▶ [AIM OF THE TASK] Transcribe each line of the records below exactly, excluding any embedded images.

▶ [Records of labeled points]
....................
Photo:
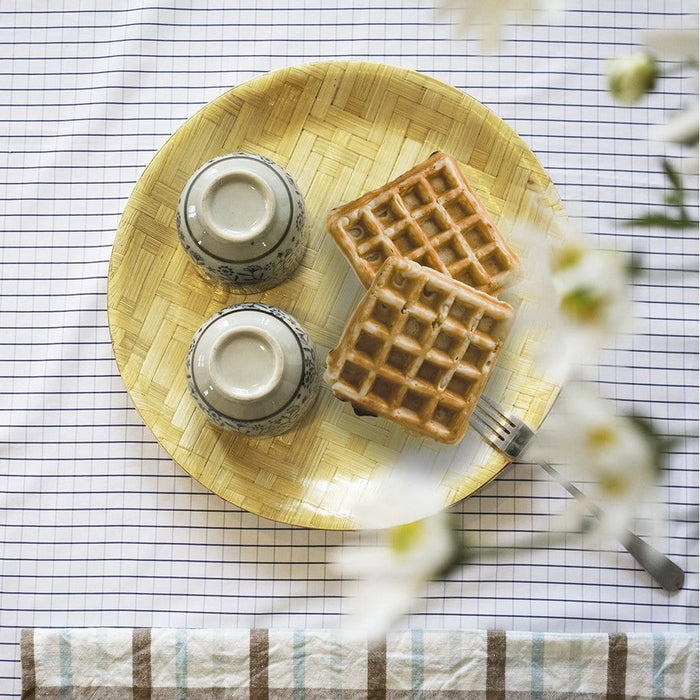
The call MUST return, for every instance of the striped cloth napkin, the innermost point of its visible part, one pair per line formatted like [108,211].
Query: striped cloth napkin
[166,664]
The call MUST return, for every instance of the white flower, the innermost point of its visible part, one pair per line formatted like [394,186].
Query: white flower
[631,77]
[393,570]
[613,454]
[489,18]
[575,304]
[591,286]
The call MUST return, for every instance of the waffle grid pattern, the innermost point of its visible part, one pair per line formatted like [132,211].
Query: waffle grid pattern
[429,215]
[419,349]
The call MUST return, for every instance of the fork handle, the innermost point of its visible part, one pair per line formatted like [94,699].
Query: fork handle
[665,572]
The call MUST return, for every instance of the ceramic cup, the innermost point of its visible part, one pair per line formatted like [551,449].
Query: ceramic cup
[252,369]
[241,219]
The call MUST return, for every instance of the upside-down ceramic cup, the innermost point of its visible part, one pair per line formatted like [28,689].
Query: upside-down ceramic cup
[252,369]
[242,220]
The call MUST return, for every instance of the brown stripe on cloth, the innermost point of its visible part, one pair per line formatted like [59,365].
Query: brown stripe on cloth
[376,671]
[259,661]
[28,667]
[141,663]
[617,666]
[495,665]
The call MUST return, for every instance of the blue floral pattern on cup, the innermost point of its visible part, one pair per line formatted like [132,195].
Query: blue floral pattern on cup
[295,409]
[266,271]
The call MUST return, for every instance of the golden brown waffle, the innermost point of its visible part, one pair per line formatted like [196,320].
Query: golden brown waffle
[431,215]
[418,350]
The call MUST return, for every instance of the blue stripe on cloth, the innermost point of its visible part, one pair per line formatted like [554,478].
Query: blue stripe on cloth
[417,664]
[537,678]
[659,659]
[575,656]
[66,661]
[298,665]
[181,663]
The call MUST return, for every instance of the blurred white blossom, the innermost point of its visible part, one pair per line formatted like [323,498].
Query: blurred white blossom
[576,296]
[395,568]
[631,77]
[618,457]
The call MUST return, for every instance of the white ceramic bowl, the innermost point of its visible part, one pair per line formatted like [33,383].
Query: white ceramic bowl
[242,220]
[252,369]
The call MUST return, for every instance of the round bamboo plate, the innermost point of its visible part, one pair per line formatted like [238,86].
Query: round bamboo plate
[340,129]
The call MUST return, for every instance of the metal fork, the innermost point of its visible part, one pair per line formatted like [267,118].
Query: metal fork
[510,435]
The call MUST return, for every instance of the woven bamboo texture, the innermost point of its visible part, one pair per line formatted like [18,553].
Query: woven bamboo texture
[340,128]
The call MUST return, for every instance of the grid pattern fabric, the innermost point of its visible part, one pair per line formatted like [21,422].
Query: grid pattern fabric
[100,527]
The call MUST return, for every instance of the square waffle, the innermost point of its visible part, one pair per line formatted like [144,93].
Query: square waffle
[418,350]
[431,215]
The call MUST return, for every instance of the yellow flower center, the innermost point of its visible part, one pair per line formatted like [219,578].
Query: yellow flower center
[583,304]
[601,437]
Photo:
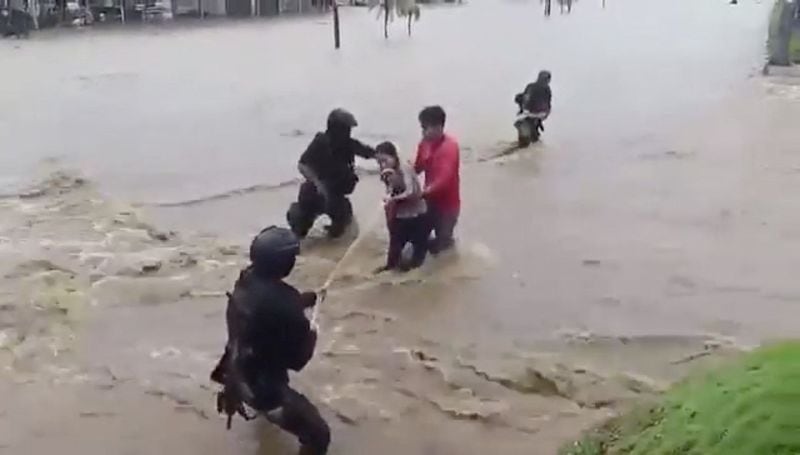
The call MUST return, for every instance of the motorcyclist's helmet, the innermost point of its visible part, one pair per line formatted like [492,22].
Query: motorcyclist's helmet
[274,251]
[341,119]
[545,76]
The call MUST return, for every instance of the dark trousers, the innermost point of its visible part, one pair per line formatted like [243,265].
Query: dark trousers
[311,204]
[443,224]
[269,393]
[298,416]
[408,230]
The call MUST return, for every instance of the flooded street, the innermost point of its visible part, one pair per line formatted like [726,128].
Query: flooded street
[649,233]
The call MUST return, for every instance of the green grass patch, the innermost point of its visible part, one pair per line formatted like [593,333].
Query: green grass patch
[749,407]
[794,45]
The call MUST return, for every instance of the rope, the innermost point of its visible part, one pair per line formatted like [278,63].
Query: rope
[323,292]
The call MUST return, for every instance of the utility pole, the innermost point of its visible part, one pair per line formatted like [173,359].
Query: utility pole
[337,39]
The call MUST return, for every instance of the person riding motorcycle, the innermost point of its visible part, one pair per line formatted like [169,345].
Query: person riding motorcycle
[537,97]
[269,334]
[328,165]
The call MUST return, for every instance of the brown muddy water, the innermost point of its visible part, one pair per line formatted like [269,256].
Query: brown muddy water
[648,234]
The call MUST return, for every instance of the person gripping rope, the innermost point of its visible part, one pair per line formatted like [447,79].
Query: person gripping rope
[438,157]
[406,210]
[328,166]
[268,335]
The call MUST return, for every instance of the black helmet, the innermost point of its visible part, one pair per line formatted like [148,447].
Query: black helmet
[341,118]
[545,76]
[273,251]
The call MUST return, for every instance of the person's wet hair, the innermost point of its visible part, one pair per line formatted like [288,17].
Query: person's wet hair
[387,148]
[432,116]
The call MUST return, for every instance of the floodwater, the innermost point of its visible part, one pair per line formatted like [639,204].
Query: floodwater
[649,233]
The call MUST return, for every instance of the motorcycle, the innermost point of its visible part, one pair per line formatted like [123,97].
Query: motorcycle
[15,22]
[529,124]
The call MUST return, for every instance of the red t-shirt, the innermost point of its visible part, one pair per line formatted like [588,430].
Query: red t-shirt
[440,162]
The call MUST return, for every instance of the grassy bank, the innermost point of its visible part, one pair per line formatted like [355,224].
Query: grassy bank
[750,407]
[783,34]
[794,46]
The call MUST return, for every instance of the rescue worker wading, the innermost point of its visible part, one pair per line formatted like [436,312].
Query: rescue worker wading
[328,165]
[269,334]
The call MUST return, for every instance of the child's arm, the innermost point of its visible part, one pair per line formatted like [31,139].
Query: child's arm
[411,189]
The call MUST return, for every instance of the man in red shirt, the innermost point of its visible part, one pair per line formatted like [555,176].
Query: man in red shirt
[438,158]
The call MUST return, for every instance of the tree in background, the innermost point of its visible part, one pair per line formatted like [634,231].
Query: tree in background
[387,9]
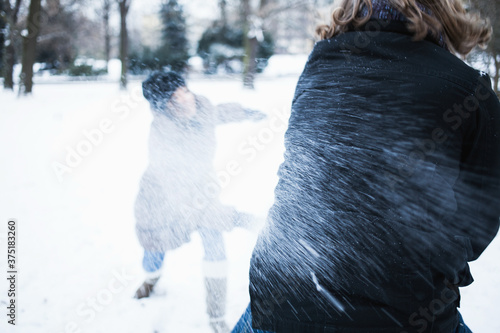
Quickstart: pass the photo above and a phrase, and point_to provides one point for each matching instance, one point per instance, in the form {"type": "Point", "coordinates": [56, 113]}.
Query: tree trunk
{"type": "Point", "coordinates": [124, 6]}
{"type": "Point", "coordinates": [496, 78]}
{"type": "Point", "coordinates": [10, 49]}
{"type": "Point", "coordinates": [223, 12]}
{"type": "Point", "coordinates": [9, 62]}
{"type": "Point", "coordinates": [107, 31]}
{"type": "Point", "coordinates": [248, 75]}
{"type": "Point", "coordinates": [29, 47]}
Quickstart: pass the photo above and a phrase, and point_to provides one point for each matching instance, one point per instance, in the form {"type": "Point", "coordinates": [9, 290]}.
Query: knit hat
{"type": "Point", "coordinates": [159, 87]}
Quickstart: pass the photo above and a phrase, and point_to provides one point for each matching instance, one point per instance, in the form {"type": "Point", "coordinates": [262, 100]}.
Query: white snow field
{"type": "Point", "coordinates": [71, 159]}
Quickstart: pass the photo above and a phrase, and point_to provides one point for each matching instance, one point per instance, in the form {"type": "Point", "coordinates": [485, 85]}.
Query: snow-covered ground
{"type": "Point", "coordinates": [71, 159]}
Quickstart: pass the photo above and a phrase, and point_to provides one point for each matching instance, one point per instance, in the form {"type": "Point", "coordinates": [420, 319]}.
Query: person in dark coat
{"type": "Point", "coordinates": [391, 178]}
{"type": "Point", "coordinates": [179, 191]}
....................
▶ [SOLUTION TO THIS PROBLEM]
Photo:
The call MUST return, for every instance of the striped cloth napkin, the innermost point of its visible part, one pair per line formatted like [108,211].
Query: striped cloth napkin
[166,664]
The call MUST return, for every instance of the white flower, the innermost point of its visible part, one pair per line formatted like [394,186].
Query: white flower
[631,77]
[393,570]
[613,454]
[489,18]
[575,304]
[591,286]
The call MUST return, for every instance of the waffle grid pattern, the innermost point of its visible part, one pair per line formatted like [132,211].
Query: waffle grid pattern
[429,215]
[419,349]
The call MUST return, for every instance of the fork handle, the innermost point of its visible part, one pair per line formatted like [94,699].
Query: fork handle
[665,572]
The call MUST return, for every instance of the ceramic cup, the innermost point of its visible part, one pair per line formatted like [551,449].
Query: ceramic cup
[252,369]
[241,219]
The call MUST return, for every instance of the upside-down ceramic cup, the innermost point of its visible part, one pair per line formatted like [28,689].
Query: upside-down ceramic cup
[252,369]
[242,220]
The call MUST return, for every instance of the brown stripe on cloth, the innermost point of its visible part, one pair per line formatted like [59,365].
Query: brown stripe on cloth
[376,671]
[259,661]
[28,667]
[141,663]
[617,666]
[495,665]
The call MUST return, for every instance of the blue floral pattern on cup, the innermost point of its visible part, one pair per line formatted like [132,195].
Query: blue floral pattern on cup
[295,409]
[266,271]
The call MUST return, for every instance of the golden brown waffle, the innermost point of its visible part, one pair per line formatted like [196,320].
Query: golden brown waffle
[431,215]
[418,350]
The call MUST return, for every instance of the blue stripe on cloth, the innermost point of its visible part, one pair per line formatted like [554,478].
Query: blue stripe on cloth
[417,664]
[537,678]
[659,659]
[575,656]
[66,661]
[298,665]
[181,663]
The call MUST return, for every instance of the blurred white blossom, the innermost point of its visible part, one pair per line formatted like [323,498].
Query: blurred white blossom
[576,296]
[395,568]
[631,77]
[618,457]
The call MUST return, for every instance of the white ceramic bowl, the innermost point of its visible part, one pair per line formatted like [33,383].
Query: white ceramic bowl
[242,220]
[252,369]
The call MUST return, for every instance of the round bamboo plate, the innermost point of its visible part, one pair per line formatted like [238,86].
Query: round bamboo plate
[340,129]
The call MUST return, for every instance of the metal fork, the innermost point of its visible part, one pair per line formatted like [267,118].
Query: metal fork
[510,435]
The call MUST return, for every instance of the woven bamboo texture, the innermost point of its visible part, one pair per line formatted like [18,553].
Query: woven bamboo texture
[340,128]
The call MUST return, for every instance of the grid pattern fabric, the innermost point of its visible part, one pair per line formatted like [21,422].
Query: grid pattern fabric
[100,527]
The call MUST return, for every instance of the square waffle, the innermost point of its visible part, one pair per line formatted like [144,93].
Query: square waffle
[418,350]
[431,215]
The call MUST return, for every instance of the yellow flower center, the innermost point of its visible part, one pair per line formatted like [219,578].
Query: yellow flower center
[583,304]
[601,437]
Photo:
The call MUST return, for every instance of the motorcyclist's helmet, the innermost point of its visible part, one pair per line formatted like [492,22].
Query: motorcyclist's helmet
[274,251]
[341,119]
[545,76]
The call MUST return, for every instance of the dark trousers, the innermost point of its visible part, one pair per line formatted like [243,265].
Query: dark trousers
[311,204]
[443,224]
[269,393]
[298,416]
[408,230]
The call MUST return, for every instance of the flooded street, the innermost point of its visible part, one pair per line formatted like [726,128].
Query: flooded street
[649,233]
The call MUST return, for every instance of the green grass patch, the innermost point of its visible part, one pair per line formatted like [593,333].
Query: green grass patch
[749,407]
[794,45]
The call MUST return, for every instance of the rope, the innermost point of its visible part, one pair per line formatted like [278,63].
Query: rope
[323,292]
The call MUST return, for every instance of the utility pole, the innermost point of its visible part, one pair per line formatted like [173,359].
Query: utility pole
[337,39]
The call MUST return, for every instance of the person riding motorcycle, the innermost point of its visible part, one pair per line formatted like [169,345].
Query: person riding motorcycle
[537,97]
[269,334]
[328,165]
The call MUST return, for every instance of the brown muddy water, the innermost point of its visible part, one pair per line formatted like [269,256].
Query: brown muddy water
[648,234]
The call MUST return, for every instance of the person gripping rope, the innermost point of its visible part, one pair per line formatted like [447,79].
Query: person gripping rope
[438,157]
[406,210]
[328,166]
[268,335]
The call MUST return, for every instance of the black helmet, the innermost point of its visible part, one pair per line formatted like [148,447].
Query: black helmet
[341,118]
[545,76]
[273,251]
The call MUST return, for every instance of the person's wet hair, the innermost point of its visible part, one pair per line formatted like [288,17].
Query: person's wet hair
[387,148]
[432,116]
The call MUST return, for every instance of the floodwater, the innermost point of its visible part, one pair per line formatted like [639,204].
Query: floodwater
[649,233]
The call MUST return, for every instance of the motorcycle, the innermost point of its visible part, one pair per line formatted like [123,97].
Query: motorcycle
[15,22]
[529,124]
The call MUST return, for every instance of the red t-shirt, the innermost point of its visible part, one pair per line formatted like [588,430].
Query: red t-shirt
[440,162]
The call MUST return, for every instance of the grassy bank, the innermost point of its visible part, one pair per line formatted like [355,224].
Query: grassy bank
[750,407]
[783,34]
[794,46]
The call MUST return, for every instance of the rescue worker wading, the innermost point of its visible part, one pair per line formatted like [436,312].
Query: rescue worker wading
[328,165]
[269,334]
The call MUST return, for every instance of the child's arm, the innermost point of its visible part, one pair per line formatted like [31,139].
Query: child's arm
[411,189]
The call MUST return, for every instance of the man in red shirt, the innermost point of its visible part, one pair per line formatted like [555,176].
Query: man in red shirt
[438,158]
The call MUST return, for every instance of the tree in background, the innermost point of its visible part, one pair per line formatted like [634,231].
Query: tree in background
[387,9]
Quickstart: pass the photo above and a phrase, and point_to provides one point for each matching instance, one point per instance, in the form {"type": "Point", "coordinates": [56, 113]}.
Query: tree trunk
{"type": "Point", "coordinates": [124, 6]}
{"type": "Point", "coordinates": [496, 78]}
{"type": "Point", "coordinates": [10, 49]}
{"type": "Point", "coordinates": [223, 12]}
{"type": "Point", "coordinates": [9, 62]}
{"type": "Point", "coordinates": [107, 31]}
{"type": "Point", "coordinates": [248, 75]}
{"type": "Point", "coordinates": [29, 47]}
Quickstart: pass the photo above and a phrase, and point_to provides one point for each matching instance, one point per instance, in the form {"type": "Point", "coordinates": [9, 290]}.
Query: knit hat
{"type": "Point", "coordinates": [159, 87]}
Quickstart: pass the photo above and a phrase, and point_to provides one point for each matching instance, one point per instance, in the form {"type": "Point", "coordinates": [262, 100]}.
Query: white snow field
{"type": "Point", "coordinates": [71, 159]}
Quickstart: pass the photo above and a phrase, and point_to provides one point for each matching instance, one point per instance, in the form {"type": "Point", "coordinates": [485, 85]}.
Query: snow-covered ground
{"type": "Point", "coordinates": [71, 159]}
Quickstart: pass the photo above and a phrase, and point_to provides one point for each matching instance, one point per instance, in the form {"type": "Point", "coordinates": [420, 319]}.
Query: person in dark coat
{"type": "Point", "coordinates": [391, 178]}
{"type": "Point", "coordinates": [179, 191]}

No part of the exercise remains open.